EXERCISE SET |
1. In the passage below on liposome uptake by hCMEC/D3 cells, what uptake percentages are reported for LPs-6C and CLPs-6C?
2. Copy a section of the passage on liposome uptake by hCMEC/D3 cells word for word, starting at "Figure 6 shows" and ending at "bar: 20 μm.".
3. Proceed with the passage on liposome uptake by hCMEC/D3 cells, picking up right after its final sentence.

DOCUMENT EXCERPT |
==============================

Figure 6 shows the fluorescence images of hCMEC/D3 cells treated with LPs-6C and CLPs-6C after 2 h of incubation. The images revealed that the probe was internalized and LPs-6C and CLPs-6C were punctually concentrated in intracellular vesicles (endosomes or lysosomes) which can be related to their endocytic mechanism of uptake [42]. Besides their cytoplasmic location, green fluorescence indicates that nanoparticles were also transported to the perinuclear area. This is an important finding for pharmaceutical drug delivery research, since the nucleus is the target site for several drugs [43].

Figure 6

Cellular uptake of LPs-6C and CLPs-6C by hCMEC/D3 cells after 2 h incubation at 37 °C. Images of nuclei stained with DAPI (blue), 6-Coumarin (green) and their overlay. Scale bar: 20 μm.

Concerning the uptake of liposomes by hCMEC/D3 cells, it was different for both liposomes LPs-6C and CLPs-6C: 6.4% and 14.0%, respectively. The result proves that the internalization ability of liposomes increases in the presence of positive charge on the bilayer that improves the binding affinity between carrier and cellular membrane [31].

==============================

RAW DATA |
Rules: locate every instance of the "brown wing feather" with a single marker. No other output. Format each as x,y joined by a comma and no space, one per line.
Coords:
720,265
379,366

==============================

RESPONSES |
1. LPs-6C showed 6.4% uptake and CLPs-6C showed 14.0%.

2.
Figure 6 shows the fluorescence images of hCMEC/D3 cells treated with LPs-6C and CLPs-6C after 2 h of incubation. The images revealed that the probe was internalized and LPs-6C and CLPs-6C were punctually concentrated in intracellular vesicles (endosomes or lysosomes) which can be related to their endocytic mechanism of uptake [42]. Besides their cytoplasmic location, green fluorescence indicates that nanoparticles were also transported to the perinuclear area. This is an important finding for pharmaceutical drug delivery research, since the nucleus is the target site for several drugs [43].

Figure 6

Cellular uptake of LPs-6C and CLPs-6C by hCMEC/D3 cells after 2 h incubation at 37 °C. Images of nuclei stained with DAPI (blue), 6-Coumarin (green) and their overlay. Scale bar: 20 μm.

3.
Furthermore, a group of cells was maintained at 4 °C in the presence of LPs-6C and CLPs-6C, to observe the effect of low temperature, a general metabolic inhibitor. The fluorescence of cells incubated with 6C loaded liposomes in the absence of any inhibitor was considered as 100%, while the fluorescence after incubation in the presence of inhibitors was expressed as a relative percentage compared to the cells without inhibitor. As shown in Figure 7, a significant reduction (about 80%) in hCMEC/D3 cell uptake efficiency was observed at 4 °C for all two formulations as compared with that at physiological temperature, suggesting that their uptake relied on an energy-dependent pathway and it was mediated by endocytosis [44].

Figure 7

Effect of the temperature (4 °C) and different inhibitors on hCMEC/D3 cell internalization pathways of LPs-6C and CLPs-6C after 2 h incubation at 37 °C. (Data represent the mean ± standard deviation (n = 3). Bars represent the mean ± SD of at least 6 experiments ** p < 0.01 vs. corresponding liposome at 37 °C; # p < 0.05 CLPs-6C vs. LPs-6C. (ANOVA + Tukey’s test).

To elucidate the endocytic uptake mechanisms, the experiments were also carried out in the presence of endocytic inhibitors, such as chlorpromazine, a clathrin blocker, and indomethacin, a caveolin-dependent endocytosis inhibitor.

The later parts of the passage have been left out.